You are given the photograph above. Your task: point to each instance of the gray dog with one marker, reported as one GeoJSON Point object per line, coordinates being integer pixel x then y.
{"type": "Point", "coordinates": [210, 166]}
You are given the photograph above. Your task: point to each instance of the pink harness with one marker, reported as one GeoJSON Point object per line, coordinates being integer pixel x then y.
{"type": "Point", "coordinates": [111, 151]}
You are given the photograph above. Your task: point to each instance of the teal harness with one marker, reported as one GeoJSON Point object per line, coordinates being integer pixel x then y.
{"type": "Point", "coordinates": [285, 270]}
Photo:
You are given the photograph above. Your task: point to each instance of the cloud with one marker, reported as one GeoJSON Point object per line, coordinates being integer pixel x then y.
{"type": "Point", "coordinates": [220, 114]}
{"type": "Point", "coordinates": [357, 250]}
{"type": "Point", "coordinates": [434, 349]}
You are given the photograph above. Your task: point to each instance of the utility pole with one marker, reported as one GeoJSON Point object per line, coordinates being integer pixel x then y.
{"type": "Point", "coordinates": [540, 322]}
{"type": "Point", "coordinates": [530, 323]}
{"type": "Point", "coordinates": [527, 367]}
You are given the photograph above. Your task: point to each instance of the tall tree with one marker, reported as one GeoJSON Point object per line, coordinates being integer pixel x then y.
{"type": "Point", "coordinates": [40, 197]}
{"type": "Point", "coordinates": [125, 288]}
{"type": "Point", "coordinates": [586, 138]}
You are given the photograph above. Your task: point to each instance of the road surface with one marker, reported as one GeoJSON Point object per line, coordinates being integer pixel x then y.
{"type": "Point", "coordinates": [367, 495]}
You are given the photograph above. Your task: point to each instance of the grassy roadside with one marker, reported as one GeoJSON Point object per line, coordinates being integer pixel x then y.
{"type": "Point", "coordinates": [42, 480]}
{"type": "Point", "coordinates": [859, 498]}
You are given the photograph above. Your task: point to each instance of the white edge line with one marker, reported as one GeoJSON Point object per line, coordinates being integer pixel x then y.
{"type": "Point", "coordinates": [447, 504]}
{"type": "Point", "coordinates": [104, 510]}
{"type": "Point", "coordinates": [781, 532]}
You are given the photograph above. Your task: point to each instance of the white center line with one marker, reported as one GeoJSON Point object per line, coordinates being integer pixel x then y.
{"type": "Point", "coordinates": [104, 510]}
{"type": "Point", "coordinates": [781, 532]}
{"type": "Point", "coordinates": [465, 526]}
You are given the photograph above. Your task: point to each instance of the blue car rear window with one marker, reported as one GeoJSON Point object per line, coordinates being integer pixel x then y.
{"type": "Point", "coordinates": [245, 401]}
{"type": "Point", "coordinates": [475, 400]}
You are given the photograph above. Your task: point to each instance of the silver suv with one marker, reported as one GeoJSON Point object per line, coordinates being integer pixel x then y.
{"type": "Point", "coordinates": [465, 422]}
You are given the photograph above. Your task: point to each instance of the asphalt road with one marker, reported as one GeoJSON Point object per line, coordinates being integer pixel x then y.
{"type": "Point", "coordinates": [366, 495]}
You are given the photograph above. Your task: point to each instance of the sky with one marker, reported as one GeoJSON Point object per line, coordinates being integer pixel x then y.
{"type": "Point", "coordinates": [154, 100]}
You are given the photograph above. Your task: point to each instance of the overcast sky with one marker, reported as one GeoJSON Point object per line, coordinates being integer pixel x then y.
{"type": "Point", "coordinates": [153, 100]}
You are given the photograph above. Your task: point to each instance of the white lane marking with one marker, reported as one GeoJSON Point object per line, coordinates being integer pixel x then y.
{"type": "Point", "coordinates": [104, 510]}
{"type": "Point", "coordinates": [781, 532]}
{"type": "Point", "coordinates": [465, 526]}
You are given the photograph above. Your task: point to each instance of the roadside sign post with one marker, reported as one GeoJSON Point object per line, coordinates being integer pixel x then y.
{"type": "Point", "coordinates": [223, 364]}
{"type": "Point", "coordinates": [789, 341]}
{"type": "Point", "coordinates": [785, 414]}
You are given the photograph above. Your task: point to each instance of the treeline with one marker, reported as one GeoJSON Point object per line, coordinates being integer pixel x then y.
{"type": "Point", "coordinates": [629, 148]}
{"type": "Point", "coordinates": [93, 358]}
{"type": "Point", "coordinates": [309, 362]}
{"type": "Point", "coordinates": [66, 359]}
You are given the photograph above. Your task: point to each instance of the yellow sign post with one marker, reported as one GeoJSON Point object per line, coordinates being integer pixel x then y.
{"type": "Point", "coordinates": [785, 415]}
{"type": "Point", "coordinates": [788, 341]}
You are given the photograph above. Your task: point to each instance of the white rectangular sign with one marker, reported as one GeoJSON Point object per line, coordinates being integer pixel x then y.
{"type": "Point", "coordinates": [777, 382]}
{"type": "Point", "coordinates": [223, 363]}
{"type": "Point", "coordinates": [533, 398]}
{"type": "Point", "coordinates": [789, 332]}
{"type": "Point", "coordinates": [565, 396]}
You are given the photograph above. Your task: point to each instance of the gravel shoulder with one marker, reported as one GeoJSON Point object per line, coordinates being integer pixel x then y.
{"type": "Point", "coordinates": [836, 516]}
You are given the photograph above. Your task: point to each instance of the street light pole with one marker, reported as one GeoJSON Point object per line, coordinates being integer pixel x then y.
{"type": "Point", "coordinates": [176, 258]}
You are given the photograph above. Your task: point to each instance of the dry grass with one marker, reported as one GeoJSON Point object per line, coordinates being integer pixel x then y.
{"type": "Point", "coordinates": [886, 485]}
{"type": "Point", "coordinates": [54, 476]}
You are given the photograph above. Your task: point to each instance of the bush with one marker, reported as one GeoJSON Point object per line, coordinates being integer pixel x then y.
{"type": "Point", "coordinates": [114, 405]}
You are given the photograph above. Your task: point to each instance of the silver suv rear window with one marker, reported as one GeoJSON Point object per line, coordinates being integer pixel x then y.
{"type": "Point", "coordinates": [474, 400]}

□ □ □ □

= TASK REQUIREMENTS =
Please give back the entries above, unchanged and complete.

= PROBLEM SOLUTION =
You are given the photograph above. Your task: point to each instance of the gray dog with one marker, reported as one GeoJSON Point object per line, coordinates being integer pixel x then y.
{"type": "Point", "coordinates": [210, 166]}
You are given the photograph above. Your task: point to each instance of the pink harness with one marker, reported as one GeoJSON Point object per line, coordinates being integer pixel x then y.
{"type": "Point", "coordinates": [111, 151]}
You are given the photograph above. Your task: point to each instance of the teal harness with one marker, reported as one GeoJSON Point object per line, coordinates being integer pixel x then y.
{"type": "Point", "coordinates": [285, 270]}
Photo:
You are given the photograph above. Your task: point to each instance of the cloud with one marker, reported as one GeoJSON Point object per line, coordinates being integer pixel x then y.
{"type": "Point", "coordinates": [220, 114]}
{"type": "Point", "coordinates": [357, 250]}
{"type": "Point", "coordinates": [434, 349]}
You are given the photograph above. Your task: point to each instance of the utility pole with one marker, reported as one GeoJSON Point object per line, coordinates being integer pixel x then y.
{"type": "Point", "coordinates": [540, 322]}
{"type": "Point", "coordinates": [530, 323]}
{"type": "Point", "coordinates": [527, 367]}
You are given the photograph above. Your task: point to each instance of the tall tree with one marker, reported as one GeoJSON Point object per line, coordinates being integer pixel x then y.
{"type": "Point", "coordinates": [40, 197]}
{"type": "Point", "coordinates": [125, 288]}
{"type": "Point", "coordinates": [586, 138]}
You are given the photograph above. Your task: point to each instance of the road surface with one marker, reported as one GeoJSON Point object per line, coordinates being integer pixel x then y.
{"type": "Point", "coordinates": [367, 495]}
You are given the photograph above. Your task: point to each instance of the grassy roadside with one marker, reported as one GeoJSON Point object per line, coordinates being integer pixel x then y.
{"type": "Point", "coordinates": [42, 480]}
{"type": "Point", "coordinates": [859, 498]}
You are given the photograph above. Your task: point to each instance of the white edge line with one marker, reported as one GeoJSON Point object per line, coordinates being integer pixel x then y.
{"type": "Point", "coordinates": [447, 504]}
{"type": "Point", "coordinates": [104, 510]}
{"type": "Point", "coordinates": [781, 532]}
You are given the photograph above. Your task: point to each instance of the white center line with one marker, reported as one GeoJSON Point object per line, coordinates being integer pixel x then y.
{"type": "Point", "coordinates": [104, 510]}
{"type": "Point", "coordinates": [781, 532]}
{"type": "Point", "coordinates": [465, 526]}
You are given the photograph above. Your task: point to each instance of the blue car rear window with one marker, reported as one GeoJSON Point object per line, coordinates being integer pixel x then y.
{"type": "Point", "coordinates": [245, 401]}
{"type": "Point", "coordinates": [475, 400]}
You are given the photograph above. Your task: point to each instance of the silver suv with one marker, reported as one GeoJSON Point object per line, coordinates being integer pixel x then y.
{"type": "Point", "coordinates": [465, 422]}
You are given the photograph above. Your task: point to each instance of the asphalt road with one marker, reported as one GeoJSON Point object per line, coordinates being integer pixel x then y.
{"type": "Point", "coordinates": [366, 495]}
You are given the photograph above. Your task: point to each instance of the sky with one marker, reported as one GeoJSON Point object per line, coordinates being integer pixel x then y.
{"type": "Point", "coordinates": [154, 100]}
You are given the photograph above. Your task: point to each instance of the overcast sky with one marker, reported as one GeoJSON Point object per line, coordinates being integer pixel x then y.
{"type": "Point", "coordinates": [153, 100]}
You are given the photograph above. Your task: point to each instance of the white lane marking with one marker, reported as one GeoJSON Point object per line, coordinates being integer pixel x then y.
{"type": "Point", "coordinates": [104, 510]}
{"type": "Point", "coordinates": [781, 532]}
{"type": "Point", "coordinates": [465, 526]}
You are given the photograph above. Your task: point to each instance of the roadside sign post with one marker, reported as one GeoJSON Point object per line, coordinates being integer pixel x then y.
{"type": "Point", "coordinates": [223, 364]}
{"type": "Point", "coordinates": [789, 341]}
{"type": "Point", "coordinates": [785, 414]}
You are given the photograph above. Your task: point to each instance of the treeline with one marker, reported as one GeoJSON Point object per line, coordinates being integer pixel x then y.
{"type": "Point", "coordinates": [629, 148]}
{"type": "Point", "coordinates": [93, 358]}
{"type": "Point", "coordinates": [309, 362]}
{"type": "Point", "coordinates": [66, 359]}
You are given the photograph above. Your task: point to each instance of the yellow sign post with one marker, reported as one GeoJSON Point object per line, coordinates being integer pixel x then y.
{"type": "Point", "coordinates": [785, 415]}
{"type": "Point", "coordinates": [788, 341]}
You are given the photograph above. Your task: point to each instance of the white rectangular sign with one marker, reported as one GeoJSON Point object per line, coordinates being integer pixel x then y.
{"type": "Point", "coordinates": [777, 382]}
{"type": "Point", "coordinates": [223, 363]}
{"type": "Point", "coordinates": [533, 398]}
{"type": "Point", "coordinates": [789, 332]}
{"type": "Point", "coordinates": [565, 396]}
You are given the photograph above. Your task: point to each instance of the gravel shoulder with one marker, reported as one GeoJSON Point object per line, coordinates being integer pixel x then y.
{"type": "Point", "coordinates": [836, 516]}
You are given the photograph above. Your task: point to each instance of the street light pole with one marker, reported as one GeoJSON Point object per line, coordinates being integer pixel x then y.
{"type": "Point", "coordinates": [176, 258]}
You are given the photograph above. Your task: point to each instance of the dry grass with one marker, reported as one GeoJSON Point object per line, coordinates being integer pixel x then y.
{"type": "Point", "coordinates": [886, 485]}
{"type": "Point", "coordinates": [54, 476]}
You are given the photograph above. Your task: point to each instance of the bush with one marker, reported as one GeoJSON Point object per line, coordinates being integer pixel x then y.
{"type": "Point", "coordinates": [114, 405]}
You are given the photograph above. Your task: point to each instance of the silver suv rear window with one marker, reported as one GeoJSON Point object per line, coordinates being integer pixel x then y.
{"type": "Point", "coordinates": [474, 400]}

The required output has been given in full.